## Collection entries

****************

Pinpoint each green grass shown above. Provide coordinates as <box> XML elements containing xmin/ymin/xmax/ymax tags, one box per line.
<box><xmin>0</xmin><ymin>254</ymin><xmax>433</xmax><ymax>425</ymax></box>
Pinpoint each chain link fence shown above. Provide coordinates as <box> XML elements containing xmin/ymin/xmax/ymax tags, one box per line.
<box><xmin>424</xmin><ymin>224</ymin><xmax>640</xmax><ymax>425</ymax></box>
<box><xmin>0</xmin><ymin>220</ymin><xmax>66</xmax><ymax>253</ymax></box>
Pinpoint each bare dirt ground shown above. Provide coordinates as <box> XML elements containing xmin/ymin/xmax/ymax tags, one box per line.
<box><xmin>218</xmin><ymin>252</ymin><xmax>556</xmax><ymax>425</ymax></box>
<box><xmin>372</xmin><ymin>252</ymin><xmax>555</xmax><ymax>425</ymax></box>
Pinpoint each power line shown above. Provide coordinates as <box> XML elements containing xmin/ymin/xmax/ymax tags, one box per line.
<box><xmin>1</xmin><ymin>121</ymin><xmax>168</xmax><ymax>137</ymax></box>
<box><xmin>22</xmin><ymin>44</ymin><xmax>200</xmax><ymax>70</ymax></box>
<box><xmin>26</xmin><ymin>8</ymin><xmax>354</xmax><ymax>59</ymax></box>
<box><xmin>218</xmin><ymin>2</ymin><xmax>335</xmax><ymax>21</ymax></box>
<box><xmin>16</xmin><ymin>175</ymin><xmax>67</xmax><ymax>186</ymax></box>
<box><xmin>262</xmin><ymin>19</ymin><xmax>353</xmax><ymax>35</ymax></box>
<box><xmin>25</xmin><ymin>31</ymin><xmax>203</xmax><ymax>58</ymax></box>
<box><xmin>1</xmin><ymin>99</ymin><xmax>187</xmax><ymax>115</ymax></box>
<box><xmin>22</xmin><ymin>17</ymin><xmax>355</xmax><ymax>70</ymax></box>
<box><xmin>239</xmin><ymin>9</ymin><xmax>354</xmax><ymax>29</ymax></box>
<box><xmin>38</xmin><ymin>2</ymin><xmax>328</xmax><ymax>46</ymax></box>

****************

## Work instruction
An exact copy of every entry is what's needed, so retype them all.

## Solution to this task
Pinpoint each green grass shown above. Provide coordinates as <box> XML elements containing xmin/ymin/xmax/ymax tags, one box per line.
<box><xmin>0</xmin><ymin>254</ymin><xmax>433</xmax><ymax>425</ymax></box>
Pinpoint each chain link fence shown above. Provide coordinates as <box> XML elements containing xmin/ymin/xmax/ymax tags, one box per line.
<box><xmin>424</xmin><ymin>224</ymin><xmax>640</xmax><ymax>425</ymax></box>
<box><xmin>0</xmin><ymin>220</ymin><xmax>66</xmax><ymax>253</ymax></box>
Pinpoint each bare dirt ground shown above. Provide coordinates as <box> XML elements containing xmin/ymin/xmax/ymax tags, one box per line.
<box><xmin>218</xmin><ymin>252</ymin><xmax>556</xmax><ymax>425</ymax></box>
<box><xmin>372</xmin><ymin>252</ymin><xmax>555</xmax><ymax>425</ymax></box>
Pinpoint each power line shown above. Provide coordinates as <box> XML elements containing xmin/ymin/xmax/ymax tags, one box per line.
<box><xmin>1</xmin><ymin>121</ymin><xmax>168</xmax><ymax>137</ymax></box>
<box><xmin>22</xmin><ymin>44</ymin><xmax>200</xmax><ymax>70</ymax></box>
<box><xmin>26</xmin><ymin>8</ymin><xmax>354</xmax><ymax>59</ymax></box>
<box><xmin>218</xmin><ymin>2</ymin><xmax>335</xmax><ymax>21</ymax></box>
<box><xmin>16</xmin><ymin>175</ymin><xmax>67</xmax><ymax>186</ymax></box>
<box><xmin>262</xmin><ymin>19</ymin><xmax>353</xmax><ymax>35</ymax></box>
<box><xmin>25</xmin><ymin>31</ymin><xmax>203</xmax><ymax>58</ymax></box>
<box><xmin>1</xmin><ymin>99</ymin><xmax>187</xmax><ymax>115</ymax></box>
<box><xmin>22</xmin><ymin>17</ymin><xmax>355</xmax><ymax>70</ymax></box>
<box><xmin>239</xmin><ymin>9</ymin><xmax>354</xmax><ymax>29</ymax></box>
<box><xmin>38</xmin><ymin>2</ymin><xmax>328</xmax><ymax>46</ymax></box>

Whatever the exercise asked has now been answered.